If you’re squeamish about genitals, then by all means avoid Concordia’s faculty of fine arts gallery until Sept. 26. Those of a less squeamish nature should head on over to the EV building for a weird, but interesting time.
Four exhibitions share floor space, exploring themes of insecurity, nature, waste, artificiality, and the artistic process.
In the main gallery, Jane Tingley’s Plant (iPod) Installation fuses technology and biology. A series of plants are rigged with speakers, sprouting oddly formed branches and bulbs covered with cork bark. White cables snake towards the bench in the middle of the room; the analogy with roots is hard to miss.
At first, it sounds like they’re whispering. When visitors get close, however, sensors change the whispers to old fairy tales about trees and forests. Because the voices are so delicate, viewers literally have to bend down next to the plants and turn their ears towards the speakers. Whether that was accidental or intentional is unclear.
In the projection room adjoining the main gallery, guest curator Mike Clintberg brings together recent videos by five Canadian artists. The works are presented together as Recovering Agnostic and address “the problematics of confessional, persuasive, or emotive displays in art.”

* _Supplied information_:

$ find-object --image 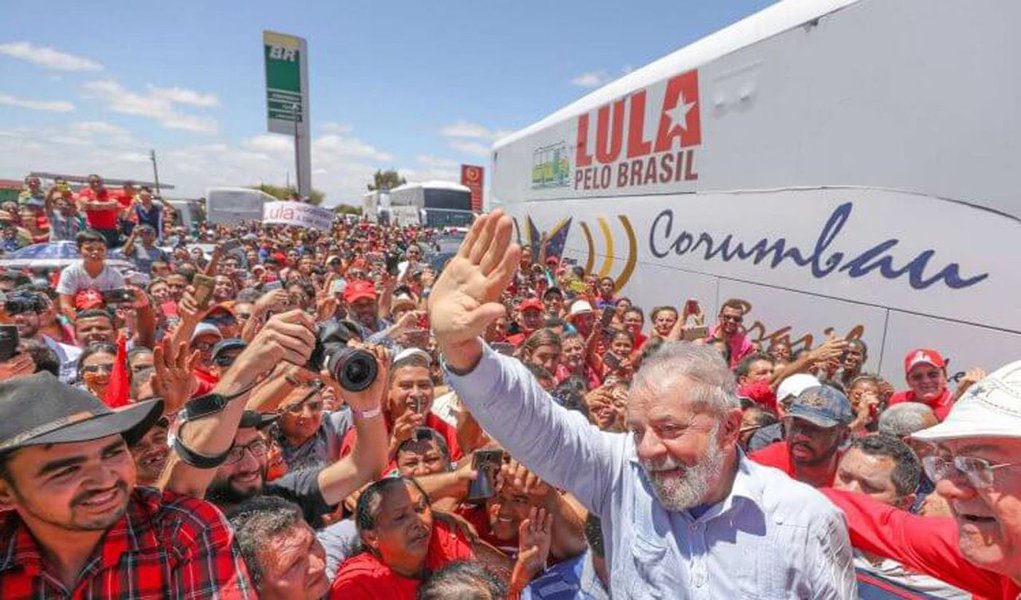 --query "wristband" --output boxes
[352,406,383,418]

==

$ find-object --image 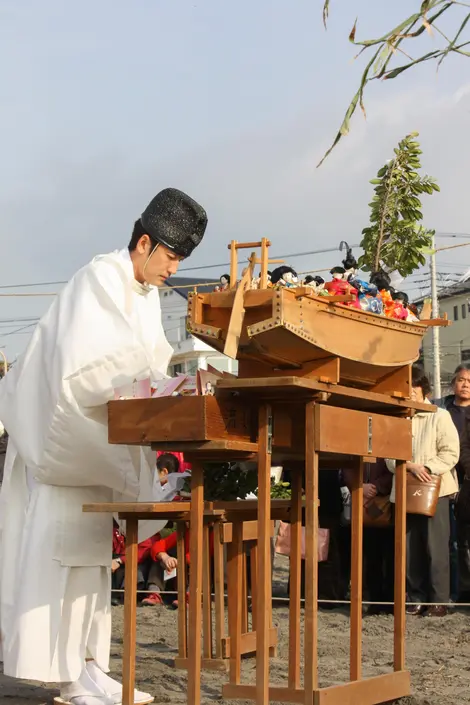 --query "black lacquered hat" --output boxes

* _What this exercise asks_:
A - Summarize the gallery review in two sentences.
B - List every theme that the gallery review says the four exhibitions explore.
C - Pick up the gallery review where it stops and continue it.
The rows come from a separate source and are unrelated to the gallery review.

* _Per-task outputs_:
A - Four exhibitions at Concordia's faculty of fine arts gallery, on view until Sept. 26, explore themes such as insecurity, nature, waste, artificiality, and the artistic process. In the main gallery, Jane Tingley's Plant (iPod) Installation fuses technology and biology with plants that whisper fairy tales when visitors approach, and in the adjoining projection room, guest curator Mike Clintberg presents videos by five Canadian artists as Recovering Agnostic.

B - insecurity, nature, waste, artificiality, the artistic process

C -
Among the videos, we find a topless artist puzzling out her craft in visual diary form, a pastiche of film clips assembled into a bone-chilling narrative, and a woman performing a cover of a popular French song in American Sign Language.
The second half of the exhibition can be found in the windows running alongside the FOFA Gallery.
Laura St. Pierre’s Model Dome centers around consumerism and waste. Although some of her photographic work is represented, the real eye-catcher is the sea of discarded CDs strewn across the floor. St. Pierre picked through Concordia’s waste management system to find plywood beams and assorted zip ties, finally combining the detritus into a thatched CD wall.
And finally, there’s Griffith Aaron Baker’s Residual Geoscapes, a wall-sized arrangement of yet more trash. But unlike St. Pierre, who used the discarded items in their original form, Baker transformed his objects by successively coating them with layers of waste paper. The process lends the work a sculptural quality that looks like carved stone from afar.
The real show stealers, though, were Daniel Barrow’s Artist Statement and Jim Verburg’s For a Relationship. Both videos are shown as part of Recovering Agnostic.
Artist Statement is an animated work with playful images overlaid with the creator’s voice over. He confesses his anxieties as an artist, declaring at the end, “I just want to make people cry.” Extra kudos for the excellent pairing of music and image, with a finespun ending by New York “sissy pop” band The Ballet.
Barrow follows a unique process in which he projects, layers, and manipulates images on mylar transparencies.
The results are colorful, tactile, and infused with an easy charm. Amazingly, they also look computer-animated.
Alex Kamino, a fourth-year dance student and volunteer at the FOFA, had nothing but praise for Barrow’s work.
“You just look at [Artist Statement] and go ‘How did he do that?'” he said. “The images remind me of an old computer I would’ve owned as a kid.”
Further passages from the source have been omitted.